* EXERCISE INSTRUCTIONS:
Pull out each line below that contains the string "mouth". Case matters.

Entries from a set of point annotations:

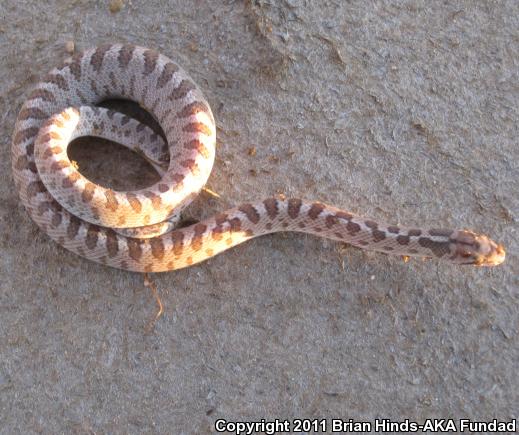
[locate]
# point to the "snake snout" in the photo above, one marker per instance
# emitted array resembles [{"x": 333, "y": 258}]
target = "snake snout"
[{"x": 477, "y": 249}]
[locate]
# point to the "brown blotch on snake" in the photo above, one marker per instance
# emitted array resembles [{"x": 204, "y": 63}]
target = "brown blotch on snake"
[
  {"x": 271, "y": 206},
  {"x": 157, "y": 248},
  {"x": 315, "y": 210},
  {"x": 294, "y": 206},
  {"x": 171, "y": 97},
  {"x": 92, "y": 236}
]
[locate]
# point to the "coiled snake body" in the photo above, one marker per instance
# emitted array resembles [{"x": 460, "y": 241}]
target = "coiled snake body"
[{"x": 132, "y": 230}]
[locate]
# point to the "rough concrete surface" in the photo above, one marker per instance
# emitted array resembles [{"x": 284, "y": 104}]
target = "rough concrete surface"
[{"x": 405, "y": 111}]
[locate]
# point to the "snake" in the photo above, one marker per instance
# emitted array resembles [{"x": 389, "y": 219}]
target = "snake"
[{"x": 137, "y": 230}]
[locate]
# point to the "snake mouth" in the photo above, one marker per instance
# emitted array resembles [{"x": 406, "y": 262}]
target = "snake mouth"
[
  {"x": 495, "y": 257},
  {"x": 478, "y": 250}
]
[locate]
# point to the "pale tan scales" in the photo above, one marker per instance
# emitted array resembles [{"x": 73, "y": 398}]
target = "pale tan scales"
[{"x": 130, "y": 230}]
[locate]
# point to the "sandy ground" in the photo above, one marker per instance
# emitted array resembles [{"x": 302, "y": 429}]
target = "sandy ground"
[{"x": 406, "y": 111}]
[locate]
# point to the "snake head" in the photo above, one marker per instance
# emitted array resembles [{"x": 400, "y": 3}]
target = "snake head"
[{"x": 476, "y": 249}]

* FINISHED EXERCISE:
# point to the "snake mouth" in the photo above, one marker per instance
target = "snake mouth"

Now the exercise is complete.